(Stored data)
* * *

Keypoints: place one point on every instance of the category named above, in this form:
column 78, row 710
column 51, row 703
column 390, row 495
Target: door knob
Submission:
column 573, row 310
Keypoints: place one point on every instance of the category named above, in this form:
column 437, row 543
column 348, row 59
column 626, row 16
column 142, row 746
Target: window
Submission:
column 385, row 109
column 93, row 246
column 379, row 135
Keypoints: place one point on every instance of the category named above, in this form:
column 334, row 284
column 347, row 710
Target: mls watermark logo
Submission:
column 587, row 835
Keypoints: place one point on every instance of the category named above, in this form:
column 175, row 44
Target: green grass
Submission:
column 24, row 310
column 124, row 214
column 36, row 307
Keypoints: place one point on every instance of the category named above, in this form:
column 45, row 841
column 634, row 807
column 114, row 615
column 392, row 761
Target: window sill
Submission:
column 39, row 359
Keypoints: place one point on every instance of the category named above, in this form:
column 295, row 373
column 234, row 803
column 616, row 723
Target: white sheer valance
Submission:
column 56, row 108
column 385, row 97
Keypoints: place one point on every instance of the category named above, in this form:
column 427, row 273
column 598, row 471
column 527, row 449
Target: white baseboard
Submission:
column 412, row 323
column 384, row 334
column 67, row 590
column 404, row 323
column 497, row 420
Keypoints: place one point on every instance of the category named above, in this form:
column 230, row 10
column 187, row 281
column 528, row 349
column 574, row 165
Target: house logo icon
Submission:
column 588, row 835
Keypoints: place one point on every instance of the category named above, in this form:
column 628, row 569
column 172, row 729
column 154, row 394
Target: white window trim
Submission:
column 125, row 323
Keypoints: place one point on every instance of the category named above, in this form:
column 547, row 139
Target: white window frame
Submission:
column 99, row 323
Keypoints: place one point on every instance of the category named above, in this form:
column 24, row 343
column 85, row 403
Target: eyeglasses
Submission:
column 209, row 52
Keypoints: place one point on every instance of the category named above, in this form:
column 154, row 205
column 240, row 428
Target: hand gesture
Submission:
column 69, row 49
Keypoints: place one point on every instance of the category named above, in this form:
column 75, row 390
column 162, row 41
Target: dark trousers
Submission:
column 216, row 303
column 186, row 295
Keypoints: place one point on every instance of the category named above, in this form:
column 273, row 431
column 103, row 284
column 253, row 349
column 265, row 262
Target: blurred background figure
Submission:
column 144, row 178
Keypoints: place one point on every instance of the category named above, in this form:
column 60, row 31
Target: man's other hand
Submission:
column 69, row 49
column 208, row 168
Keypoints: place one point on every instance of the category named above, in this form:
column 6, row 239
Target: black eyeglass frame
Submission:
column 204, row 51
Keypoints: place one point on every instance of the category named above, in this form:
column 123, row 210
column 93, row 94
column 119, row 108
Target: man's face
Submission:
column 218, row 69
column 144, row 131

* * *

* What you will do *
Copy each record from above exactly, and include every line.

* Task response *
Keypoints: place one point on every instance of the category named above, in this form:
column 78, row 710
column 51, row 703
column 390, row 495
Target: door knob
Submission:
column 573, row 310
Keypoints: place one point on every instance of the category named above, in this form:
column 437, row 543
column 348, row 59
column 626, row 16
column 142, row 746
Target: window
Submission:
column 385, row 109
column 93, row 246
column 379, row 135
Keypoints: place one point on every instance of the category named above, in this form:
column 334, row 284
column 347, row 710
Target: mls watermark logo
Submission:
column 587, row 835
Keypoints: place one point on every instance of the category named above, in this form:
column 175, row 44
Target: green grass
Submission:
column 24, row 310
column 124, row 214
column 36, row 307
Keypoints: place one point on every instance of the category named above, in this form:
column 45, row 841
column 634, row 807
column 114, row 615
column 392, row 761
Target: window sill
Submission:
column 39, row 359
Keypoints: place one point on every instance of the category named above, in this form:
column 295, row 373
column 234, row 803
column 616, row 723
Target: white sheer valance
Submission:
column 56, row 108
column 385, row 97
Keypoints: place one point on every instance of the category named above, in this form:
column 427, row 273
column 598, row 471
column 527, row 449
Target: white baseboard
Submission:
column 412, row 323
column 384, row 334
column 67, row 590
column 404, row 323
column 497, row 420
Keypoints: place one point on every instance of the category named above, in this form:
column 230, row 10
column 187, row 281
column 528, row 349
column 574, row 165
Target: house logo icon
Submission:
column 588, row 835
Keypoints: place one point on every instance of the category named above, in this form:
column 628, row 569
column 172, row 729
column 154, row 394
Target: white window trim
Submission:
column 125, row 323
Keypoints: place one point on every instance of the category named above, in this form:
column 547, row 139
Target: white window frame
Submission:
column 99, row 323
Keypoints: place one point on every instance of the category named above, in this form:
column 24, row 343
column 85, row 403
Target: eyeglasses
Submission:
column 209, row 52
Keypoints: place one point on every instance of the category named above, in this form:
column 154, row 205
column 240, row 428
Target: hand gesture
Submission:
column 69, row 49
Keypoints: place one point on every instance of the category named above, in this form:
column 75, row 390
column 162, row 41
Target: dark trousers
Submission:
column 216, row 303
column 186, row 295
Keypoints: place one point on every instance of the category named above, in this form:
column 273, row 431
column 103, row 284
column 253, row 349
column 265, row 262
Target: blurred background figure
Submission:
column 144, row 178
Keypoints: place one point on every instance of the category named above, in this form:
column 60, row 31
Target: man's other hand
Submission:
column 69, row 49
column 208, row 168
Keypoints: place one point on every instance of the category named above, in this form:
column 6, row 239
Target: black eyeglass frame
Submission:
column 204, row 51
Keypoints: place one point on every instance of the category named above, in this form:
column 123, row 210
column 93, row 94
column 119, row 108
Target: man's face
Submission:
column 218, row 69
column 144, row 131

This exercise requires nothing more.